Exercise A
In the account of the India Office archive visit, who is allowed to view British Library holdings?
Exercise B
Pick up the account of the India Office archive visit after its last sentence and carry it forward.

# START OF Source document

I was also curious about the form the files and archival papers would take, and how they were held and preserved. I discovered that the records I viewed mostly consisted of files that were part of much larger bound volumes of correspondence from or to the India Office’s different departments. These volumes were organised by year rather than topic, so I could turn from the pages of correspondence about lascars that I had requested a volume for and immediately see reports about a plea for help dissolving a marriage in India or discussion of a book loan request from the Manchester Vegetarian Society. While these surrounding files were not usually relevant to our research, they gave me a fascinating insight into the other simultaneous concerns of the India Office.

What surprised me?

I was surprised by the ease of access to the British Library’s records – I had always assumed that there would be a level of bureaucracy or a longer process to be able to view archival documents, and I am sure that for many archives that remains the case, but I was pleasantly surprised to learn that anyone over 18 can view British Library holdings so long as they apply for a library card and provide ID.

What did I discover?

Much like Lucy’s previous visit, many of the files I looked at comprised part of the ‘Public and Judicial Departmental Papers: Annual Files,’ IOR/L/PJ/6. However, a file of correspondence I found to be particularly revealing was instead part of the ‘Statistics and Commerce Department Papers’, IOR/L/E/6/37-74, the India Office’s Statistics and Commerce Department’s annual files produced between 1880 and 1881. This file, IOR/L/E/6/44, File 730, contained printed copies of internal correspondence within the Government of Madras Marine Department, as well as a copy of a complaint written in 1879 by Lieutenant-Colonel Hughes and the Directors of the Strangers’ Home, and remarks on that complaint from British Consuls in European ports.

The complaint itself argues that too many destitute lascars and ’Asiatic seamen’ have been sent to London by British officials in foreign ports, and that more provisions need to be made for their welfare, so they do not become destitute. The complaint includes four suggestions for how to achieve this.

This collection of correspondence demonstrates, through the various Consuls’ defences of their own positions and actions regarding lascars, that responsibility for lascar welfare was a concern oftentimes suspended between missionary and philanthropic organisations such as the Strangers’ Home, and Britain’s colonial bureaucracy and officials abroad. The British Consul at Rotterdam, for example, acquits British officials of any responsibility for high numbers of destitute lascars in his response to Hughes’s complaint:

‘In my opinion the remedy of an evil (if it can be so styled) is being sought in the wrong place.  So long as Asiatics can be engaged as seamen or firemen in Indian or other Asiatic ports on the same terms as Europeans, there is no doubt that the number of such seamen temporarily destitute in European harbours […] will increase in proportion to the increased development of steam communication with the East.’

Furthermore, some of the Consuls refer to economic rather than welfare concerns surrounding the movement and repatriation of lascars. In this manner, the Strangers’ Home & the destitute lascars discussed became vehicles for a discourse about British subjects and state responsibility, while the movements of the lascars themselves were controlled and restricted.

# END OF Source document
# START OF Records supplied

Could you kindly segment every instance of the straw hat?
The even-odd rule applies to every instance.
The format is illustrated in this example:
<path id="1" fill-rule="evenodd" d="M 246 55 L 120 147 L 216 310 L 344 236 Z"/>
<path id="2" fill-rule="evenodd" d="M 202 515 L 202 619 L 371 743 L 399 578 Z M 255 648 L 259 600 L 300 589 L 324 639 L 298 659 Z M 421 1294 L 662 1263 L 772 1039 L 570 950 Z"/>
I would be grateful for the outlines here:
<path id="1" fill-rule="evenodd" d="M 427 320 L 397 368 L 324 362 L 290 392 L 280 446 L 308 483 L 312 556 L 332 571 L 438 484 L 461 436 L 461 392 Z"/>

# END OF Records supplied
# START OF Records supplied

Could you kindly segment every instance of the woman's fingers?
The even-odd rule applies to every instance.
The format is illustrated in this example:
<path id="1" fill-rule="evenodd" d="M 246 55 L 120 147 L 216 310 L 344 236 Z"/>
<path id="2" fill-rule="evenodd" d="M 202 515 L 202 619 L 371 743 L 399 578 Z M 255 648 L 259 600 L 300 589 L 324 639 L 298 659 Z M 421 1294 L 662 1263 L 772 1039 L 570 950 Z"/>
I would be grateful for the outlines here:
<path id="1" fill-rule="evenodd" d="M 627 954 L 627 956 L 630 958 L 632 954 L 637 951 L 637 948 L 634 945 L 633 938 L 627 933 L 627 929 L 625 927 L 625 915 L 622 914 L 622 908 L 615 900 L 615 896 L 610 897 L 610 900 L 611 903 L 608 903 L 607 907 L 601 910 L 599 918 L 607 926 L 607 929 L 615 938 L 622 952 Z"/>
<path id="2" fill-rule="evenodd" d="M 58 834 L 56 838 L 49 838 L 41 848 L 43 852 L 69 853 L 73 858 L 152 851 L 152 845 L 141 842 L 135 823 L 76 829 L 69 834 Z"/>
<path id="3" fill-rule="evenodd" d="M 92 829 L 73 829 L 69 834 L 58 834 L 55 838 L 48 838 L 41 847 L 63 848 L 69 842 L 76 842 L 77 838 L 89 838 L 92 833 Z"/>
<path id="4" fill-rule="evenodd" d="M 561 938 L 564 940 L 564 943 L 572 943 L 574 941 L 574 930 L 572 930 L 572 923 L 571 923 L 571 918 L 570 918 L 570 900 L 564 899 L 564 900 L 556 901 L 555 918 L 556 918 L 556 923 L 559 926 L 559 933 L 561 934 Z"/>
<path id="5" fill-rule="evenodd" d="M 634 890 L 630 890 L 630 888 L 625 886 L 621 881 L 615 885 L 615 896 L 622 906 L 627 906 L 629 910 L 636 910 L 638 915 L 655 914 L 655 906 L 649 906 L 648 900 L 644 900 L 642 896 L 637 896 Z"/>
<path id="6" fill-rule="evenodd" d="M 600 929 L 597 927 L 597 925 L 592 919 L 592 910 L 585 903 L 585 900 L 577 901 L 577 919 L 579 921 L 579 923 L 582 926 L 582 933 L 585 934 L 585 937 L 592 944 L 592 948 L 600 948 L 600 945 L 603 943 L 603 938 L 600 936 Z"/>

# END OF Records supplied
# START OF Records supplied

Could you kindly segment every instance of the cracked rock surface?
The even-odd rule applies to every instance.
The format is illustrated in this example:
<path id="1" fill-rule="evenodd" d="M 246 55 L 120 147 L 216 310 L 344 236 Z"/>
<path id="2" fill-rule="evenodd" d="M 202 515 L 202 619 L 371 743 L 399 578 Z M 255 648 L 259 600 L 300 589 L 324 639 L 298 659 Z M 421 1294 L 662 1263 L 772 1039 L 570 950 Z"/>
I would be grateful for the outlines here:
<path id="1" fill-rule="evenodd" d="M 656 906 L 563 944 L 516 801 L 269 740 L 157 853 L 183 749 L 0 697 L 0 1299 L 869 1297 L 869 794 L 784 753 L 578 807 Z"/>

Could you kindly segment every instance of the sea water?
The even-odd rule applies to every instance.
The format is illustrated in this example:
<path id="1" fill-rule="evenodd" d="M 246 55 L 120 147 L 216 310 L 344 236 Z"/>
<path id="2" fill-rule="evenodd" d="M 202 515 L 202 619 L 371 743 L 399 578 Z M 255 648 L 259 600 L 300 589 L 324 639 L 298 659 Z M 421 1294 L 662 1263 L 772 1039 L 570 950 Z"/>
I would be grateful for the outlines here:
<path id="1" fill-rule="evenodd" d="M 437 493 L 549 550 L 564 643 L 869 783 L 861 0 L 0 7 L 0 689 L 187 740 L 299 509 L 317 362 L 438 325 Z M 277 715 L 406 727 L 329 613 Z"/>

# END OF Records supplied

Reply A
Anyone over 18 can view them, provided they apply for a library card and provide ID.

Reply B
Lucy and I have now begun the task of transcribing and cataloguing these materials. I feel certain that this experience of archival research will be invaluable as I enter my third year of my BA and tackle my dissertation; more importantly, however, it has served as confirmation that further study is something I want to pursue after I graduate.

 

References

[1] https://www.bl.uk/collection-guides/india-office-records [Accessed 03/08/2023]

[2] ‘File S&C 730/1880 – Government of Madras Marine Department papers in connection with a complaint by the Directors of the Strangers Home for Asiatics regarding the great number of Asiatic seamen sent to London in a destitute condition from continental ports,’ IOR/L/E/6/44, File 730: Dec 1879-May 1880, British Library, London

Mersey Mission to Seamen – Liverpool Central Library

The Mission to Seamen opened a branch in Liverpool in 1856 to expand their spiritual and moral welfare objectives for British seamen. The Mersey Mission to Seamen was established in 1873 as a more autonomous body. It operated out of several premises in places such as Runcorn, Birkenhead, Bootle, and Garston, aside from Liverpool, before moving into a new building on Hanover Street in 1885. The Mission’s logo, an angel in flight with a book in hand, made no secret of their gospel-preaching ambitions and widening reach.

Source: ‘The Mersey Mission to Seamen: Its Work and Needs’, Elder Dempster Magazine 7, no. 2 (1923): 178-81 (Liverpool Central Library H 387.31805 ELD_2)

I visited the Liverpool Central Library to consult their records (LCL 361 MER), the Beatles’ version of Maggie Mae ringing in my ears. This collection includes 9 volumes of minute books (1866-1967), 40 miscellaneous documents (1848-1953), and 123 photographs (1895-1967). I read the annual reports of the Mission from 1889 to 1914, among other documents, which provide a useful snapshot of the nature of spiritual service and material benefits for seamen. The reports generally declared the Mission’s ever-increasing influence on seamen and acknowledged the support of the public towards its activities.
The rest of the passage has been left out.